• **Aim of the exercise**:
The answer should be each line of the records that contains the word "rear"; please copy them all.

(Referring expression data)
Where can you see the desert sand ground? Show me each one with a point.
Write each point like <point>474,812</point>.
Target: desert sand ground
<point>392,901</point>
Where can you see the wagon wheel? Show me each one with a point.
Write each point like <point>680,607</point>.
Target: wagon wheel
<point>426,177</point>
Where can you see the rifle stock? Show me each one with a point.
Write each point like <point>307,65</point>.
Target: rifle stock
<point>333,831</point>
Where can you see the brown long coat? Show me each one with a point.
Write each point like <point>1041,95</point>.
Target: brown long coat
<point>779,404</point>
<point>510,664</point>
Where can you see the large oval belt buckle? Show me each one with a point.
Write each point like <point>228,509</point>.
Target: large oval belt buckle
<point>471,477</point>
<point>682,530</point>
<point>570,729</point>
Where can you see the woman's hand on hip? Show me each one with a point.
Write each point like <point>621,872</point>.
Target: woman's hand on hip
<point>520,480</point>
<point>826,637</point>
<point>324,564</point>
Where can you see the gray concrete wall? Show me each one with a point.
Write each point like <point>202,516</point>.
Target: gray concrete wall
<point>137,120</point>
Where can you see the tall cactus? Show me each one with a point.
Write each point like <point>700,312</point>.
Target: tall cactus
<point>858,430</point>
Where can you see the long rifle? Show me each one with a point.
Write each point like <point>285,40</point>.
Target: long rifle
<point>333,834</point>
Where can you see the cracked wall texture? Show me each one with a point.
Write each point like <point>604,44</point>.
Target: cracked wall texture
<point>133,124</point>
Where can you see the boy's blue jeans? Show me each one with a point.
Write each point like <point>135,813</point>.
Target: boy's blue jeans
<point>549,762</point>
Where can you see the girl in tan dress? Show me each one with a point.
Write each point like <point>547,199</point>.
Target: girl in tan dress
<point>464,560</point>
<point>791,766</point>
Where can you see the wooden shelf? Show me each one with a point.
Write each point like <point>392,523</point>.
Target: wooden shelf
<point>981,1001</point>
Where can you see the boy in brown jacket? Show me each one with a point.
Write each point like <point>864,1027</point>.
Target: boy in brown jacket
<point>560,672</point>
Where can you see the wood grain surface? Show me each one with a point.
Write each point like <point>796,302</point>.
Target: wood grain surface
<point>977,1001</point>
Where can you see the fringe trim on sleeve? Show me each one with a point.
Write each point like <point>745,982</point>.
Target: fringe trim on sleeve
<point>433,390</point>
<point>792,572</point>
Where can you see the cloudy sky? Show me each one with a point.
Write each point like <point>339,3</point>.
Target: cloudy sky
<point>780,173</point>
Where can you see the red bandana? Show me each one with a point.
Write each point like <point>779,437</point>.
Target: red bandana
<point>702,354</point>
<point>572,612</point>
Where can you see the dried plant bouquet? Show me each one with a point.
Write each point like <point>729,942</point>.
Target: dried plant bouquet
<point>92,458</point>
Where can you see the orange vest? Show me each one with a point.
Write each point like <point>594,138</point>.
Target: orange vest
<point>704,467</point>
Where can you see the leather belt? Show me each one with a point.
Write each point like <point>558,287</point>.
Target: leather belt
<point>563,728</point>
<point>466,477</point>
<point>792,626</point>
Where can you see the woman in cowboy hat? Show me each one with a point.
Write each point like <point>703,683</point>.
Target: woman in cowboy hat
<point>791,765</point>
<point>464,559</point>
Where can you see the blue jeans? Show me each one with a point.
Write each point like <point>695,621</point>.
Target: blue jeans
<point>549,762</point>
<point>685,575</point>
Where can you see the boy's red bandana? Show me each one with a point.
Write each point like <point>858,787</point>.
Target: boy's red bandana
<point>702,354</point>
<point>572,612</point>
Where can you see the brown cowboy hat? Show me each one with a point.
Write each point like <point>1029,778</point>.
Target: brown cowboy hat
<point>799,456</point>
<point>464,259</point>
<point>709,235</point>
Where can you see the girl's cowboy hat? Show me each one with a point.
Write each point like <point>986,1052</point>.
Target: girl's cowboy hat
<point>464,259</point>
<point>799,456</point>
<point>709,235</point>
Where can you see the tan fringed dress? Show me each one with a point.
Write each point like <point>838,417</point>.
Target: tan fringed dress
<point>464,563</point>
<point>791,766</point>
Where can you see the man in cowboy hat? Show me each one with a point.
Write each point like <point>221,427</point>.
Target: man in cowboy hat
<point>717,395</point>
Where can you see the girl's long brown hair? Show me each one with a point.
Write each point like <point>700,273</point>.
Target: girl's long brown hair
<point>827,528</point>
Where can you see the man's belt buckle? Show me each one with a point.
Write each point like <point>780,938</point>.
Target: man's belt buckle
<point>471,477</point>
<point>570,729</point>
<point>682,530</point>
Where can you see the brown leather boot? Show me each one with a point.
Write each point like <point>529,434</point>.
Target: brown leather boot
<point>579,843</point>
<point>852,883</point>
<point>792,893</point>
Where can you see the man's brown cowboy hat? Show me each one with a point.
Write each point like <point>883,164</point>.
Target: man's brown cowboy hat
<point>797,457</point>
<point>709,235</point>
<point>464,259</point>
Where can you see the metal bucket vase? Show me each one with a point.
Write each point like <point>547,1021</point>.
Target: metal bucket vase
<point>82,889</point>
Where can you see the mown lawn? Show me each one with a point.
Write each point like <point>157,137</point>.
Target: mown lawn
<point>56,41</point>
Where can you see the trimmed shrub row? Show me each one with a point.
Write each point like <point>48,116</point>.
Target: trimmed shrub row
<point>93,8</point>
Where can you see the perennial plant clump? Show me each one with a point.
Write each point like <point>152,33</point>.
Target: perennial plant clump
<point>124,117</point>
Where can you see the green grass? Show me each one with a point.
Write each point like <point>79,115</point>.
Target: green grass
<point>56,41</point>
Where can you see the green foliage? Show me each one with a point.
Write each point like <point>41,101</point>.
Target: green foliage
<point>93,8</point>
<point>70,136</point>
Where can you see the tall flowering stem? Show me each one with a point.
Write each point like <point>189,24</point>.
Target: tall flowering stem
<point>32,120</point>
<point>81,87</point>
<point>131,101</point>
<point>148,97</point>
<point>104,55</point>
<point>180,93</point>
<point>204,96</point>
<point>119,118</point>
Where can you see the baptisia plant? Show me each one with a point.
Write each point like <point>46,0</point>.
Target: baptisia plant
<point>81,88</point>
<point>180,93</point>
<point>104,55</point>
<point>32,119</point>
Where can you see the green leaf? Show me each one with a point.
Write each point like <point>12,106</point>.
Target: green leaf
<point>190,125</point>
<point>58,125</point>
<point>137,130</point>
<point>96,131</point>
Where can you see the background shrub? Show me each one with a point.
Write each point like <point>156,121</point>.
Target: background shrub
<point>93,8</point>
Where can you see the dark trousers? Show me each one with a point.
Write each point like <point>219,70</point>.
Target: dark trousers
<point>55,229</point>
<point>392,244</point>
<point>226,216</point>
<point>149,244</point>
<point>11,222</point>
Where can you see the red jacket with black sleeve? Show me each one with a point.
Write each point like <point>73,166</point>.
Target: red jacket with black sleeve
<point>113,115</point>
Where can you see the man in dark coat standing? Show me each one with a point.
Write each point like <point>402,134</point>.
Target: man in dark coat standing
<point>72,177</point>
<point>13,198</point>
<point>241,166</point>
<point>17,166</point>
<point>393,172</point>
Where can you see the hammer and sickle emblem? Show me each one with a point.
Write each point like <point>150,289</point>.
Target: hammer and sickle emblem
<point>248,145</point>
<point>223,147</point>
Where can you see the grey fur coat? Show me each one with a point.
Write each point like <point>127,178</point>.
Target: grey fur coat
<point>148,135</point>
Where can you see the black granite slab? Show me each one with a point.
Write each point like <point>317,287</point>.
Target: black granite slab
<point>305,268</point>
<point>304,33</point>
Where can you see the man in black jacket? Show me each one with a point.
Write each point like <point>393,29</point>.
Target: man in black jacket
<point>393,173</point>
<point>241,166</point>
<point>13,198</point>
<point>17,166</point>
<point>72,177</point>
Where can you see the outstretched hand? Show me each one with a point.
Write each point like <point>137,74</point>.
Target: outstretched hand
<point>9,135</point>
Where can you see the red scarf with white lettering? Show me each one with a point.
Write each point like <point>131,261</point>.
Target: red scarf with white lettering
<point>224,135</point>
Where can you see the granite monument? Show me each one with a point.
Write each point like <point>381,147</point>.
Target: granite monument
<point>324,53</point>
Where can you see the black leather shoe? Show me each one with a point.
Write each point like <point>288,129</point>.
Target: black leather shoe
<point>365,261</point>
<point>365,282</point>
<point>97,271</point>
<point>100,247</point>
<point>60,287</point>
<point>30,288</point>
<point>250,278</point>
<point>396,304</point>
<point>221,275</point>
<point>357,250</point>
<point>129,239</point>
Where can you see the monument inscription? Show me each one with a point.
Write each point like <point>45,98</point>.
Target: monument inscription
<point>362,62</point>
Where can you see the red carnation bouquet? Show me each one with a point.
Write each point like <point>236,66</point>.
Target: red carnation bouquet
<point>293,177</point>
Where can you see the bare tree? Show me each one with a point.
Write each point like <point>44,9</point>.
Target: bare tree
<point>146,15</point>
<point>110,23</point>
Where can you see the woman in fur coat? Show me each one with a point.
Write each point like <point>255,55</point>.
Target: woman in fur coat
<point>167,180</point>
...
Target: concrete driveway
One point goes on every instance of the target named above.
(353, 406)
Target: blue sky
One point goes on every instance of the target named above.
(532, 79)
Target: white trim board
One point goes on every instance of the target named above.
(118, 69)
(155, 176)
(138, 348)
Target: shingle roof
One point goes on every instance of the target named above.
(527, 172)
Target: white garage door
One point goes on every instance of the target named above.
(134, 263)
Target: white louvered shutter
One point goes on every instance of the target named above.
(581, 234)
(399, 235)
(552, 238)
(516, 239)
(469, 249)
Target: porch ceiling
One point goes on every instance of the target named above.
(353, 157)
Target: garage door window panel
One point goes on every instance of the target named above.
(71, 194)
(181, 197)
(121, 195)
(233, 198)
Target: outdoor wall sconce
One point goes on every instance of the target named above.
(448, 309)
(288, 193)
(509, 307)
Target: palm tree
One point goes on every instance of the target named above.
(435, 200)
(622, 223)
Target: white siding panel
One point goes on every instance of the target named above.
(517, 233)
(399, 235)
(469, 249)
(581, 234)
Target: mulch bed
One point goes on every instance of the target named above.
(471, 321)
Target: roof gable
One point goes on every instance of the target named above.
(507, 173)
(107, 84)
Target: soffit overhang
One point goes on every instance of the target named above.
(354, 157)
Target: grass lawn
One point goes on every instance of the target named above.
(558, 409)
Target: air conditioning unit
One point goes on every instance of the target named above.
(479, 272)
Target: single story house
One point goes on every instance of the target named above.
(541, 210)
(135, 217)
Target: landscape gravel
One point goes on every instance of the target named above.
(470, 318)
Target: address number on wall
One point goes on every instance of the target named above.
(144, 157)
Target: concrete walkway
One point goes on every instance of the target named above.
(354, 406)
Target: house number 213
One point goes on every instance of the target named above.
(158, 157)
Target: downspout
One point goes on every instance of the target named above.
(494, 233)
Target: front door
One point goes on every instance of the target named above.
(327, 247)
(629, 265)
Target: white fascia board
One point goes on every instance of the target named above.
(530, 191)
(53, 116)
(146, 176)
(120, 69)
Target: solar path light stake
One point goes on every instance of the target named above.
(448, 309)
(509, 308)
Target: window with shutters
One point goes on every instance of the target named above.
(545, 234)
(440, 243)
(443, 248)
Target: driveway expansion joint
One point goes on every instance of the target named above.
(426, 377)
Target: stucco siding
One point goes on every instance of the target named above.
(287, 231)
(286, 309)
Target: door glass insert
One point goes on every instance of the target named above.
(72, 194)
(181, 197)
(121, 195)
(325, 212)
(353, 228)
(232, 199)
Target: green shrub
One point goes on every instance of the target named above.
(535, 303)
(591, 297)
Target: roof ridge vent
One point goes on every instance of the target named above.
...
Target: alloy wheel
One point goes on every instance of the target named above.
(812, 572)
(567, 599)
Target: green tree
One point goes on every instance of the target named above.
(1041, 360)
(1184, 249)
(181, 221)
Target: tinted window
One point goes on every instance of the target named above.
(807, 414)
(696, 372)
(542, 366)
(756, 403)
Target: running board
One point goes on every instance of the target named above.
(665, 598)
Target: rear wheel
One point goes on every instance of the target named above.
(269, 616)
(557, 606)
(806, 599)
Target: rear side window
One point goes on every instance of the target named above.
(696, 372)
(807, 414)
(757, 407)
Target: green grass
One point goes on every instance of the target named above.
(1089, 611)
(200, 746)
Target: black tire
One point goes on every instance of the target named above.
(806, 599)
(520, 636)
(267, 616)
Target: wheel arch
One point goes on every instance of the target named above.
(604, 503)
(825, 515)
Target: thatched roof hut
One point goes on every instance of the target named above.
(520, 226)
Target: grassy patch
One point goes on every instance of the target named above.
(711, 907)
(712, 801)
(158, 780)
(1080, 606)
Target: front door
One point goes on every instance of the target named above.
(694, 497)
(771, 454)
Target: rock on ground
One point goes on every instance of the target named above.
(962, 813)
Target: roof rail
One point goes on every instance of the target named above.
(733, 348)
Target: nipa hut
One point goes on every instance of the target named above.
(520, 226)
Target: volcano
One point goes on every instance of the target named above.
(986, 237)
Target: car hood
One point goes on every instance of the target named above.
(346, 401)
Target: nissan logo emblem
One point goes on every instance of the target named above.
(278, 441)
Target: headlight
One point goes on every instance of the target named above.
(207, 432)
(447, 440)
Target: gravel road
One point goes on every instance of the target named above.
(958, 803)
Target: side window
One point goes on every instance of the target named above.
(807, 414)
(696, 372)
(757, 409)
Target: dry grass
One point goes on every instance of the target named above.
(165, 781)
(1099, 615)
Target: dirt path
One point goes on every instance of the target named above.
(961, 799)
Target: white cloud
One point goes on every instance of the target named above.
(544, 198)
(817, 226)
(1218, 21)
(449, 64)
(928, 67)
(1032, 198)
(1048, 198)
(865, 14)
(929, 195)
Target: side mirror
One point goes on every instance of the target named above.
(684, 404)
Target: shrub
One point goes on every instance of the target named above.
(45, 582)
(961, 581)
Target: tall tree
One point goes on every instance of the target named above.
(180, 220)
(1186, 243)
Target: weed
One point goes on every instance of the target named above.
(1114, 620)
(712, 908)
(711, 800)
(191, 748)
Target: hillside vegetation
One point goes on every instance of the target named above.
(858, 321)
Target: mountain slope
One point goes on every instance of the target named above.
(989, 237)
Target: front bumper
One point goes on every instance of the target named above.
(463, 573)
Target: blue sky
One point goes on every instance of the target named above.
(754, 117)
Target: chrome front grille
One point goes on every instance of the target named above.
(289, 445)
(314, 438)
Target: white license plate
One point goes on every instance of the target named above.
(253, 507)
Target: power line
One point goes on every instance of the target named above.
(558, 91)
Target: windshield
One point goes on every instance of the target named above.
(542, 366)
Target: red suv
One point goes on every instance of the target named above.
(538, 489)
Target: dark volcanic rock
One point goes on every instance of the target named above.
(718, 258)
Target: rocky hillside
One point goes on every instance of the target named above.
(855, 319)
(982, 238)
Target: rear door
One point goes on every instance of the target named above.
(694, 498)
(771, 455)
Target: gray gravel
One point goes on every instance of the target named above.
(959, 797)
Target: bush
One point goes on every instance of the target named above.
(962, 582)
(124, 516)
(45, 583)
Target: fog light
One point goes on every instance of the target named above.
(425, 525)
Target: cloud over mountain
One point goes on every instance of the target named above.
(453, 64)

• **Answer to this task**:
Target: rear wheel
Target: rear side window
Target: rear door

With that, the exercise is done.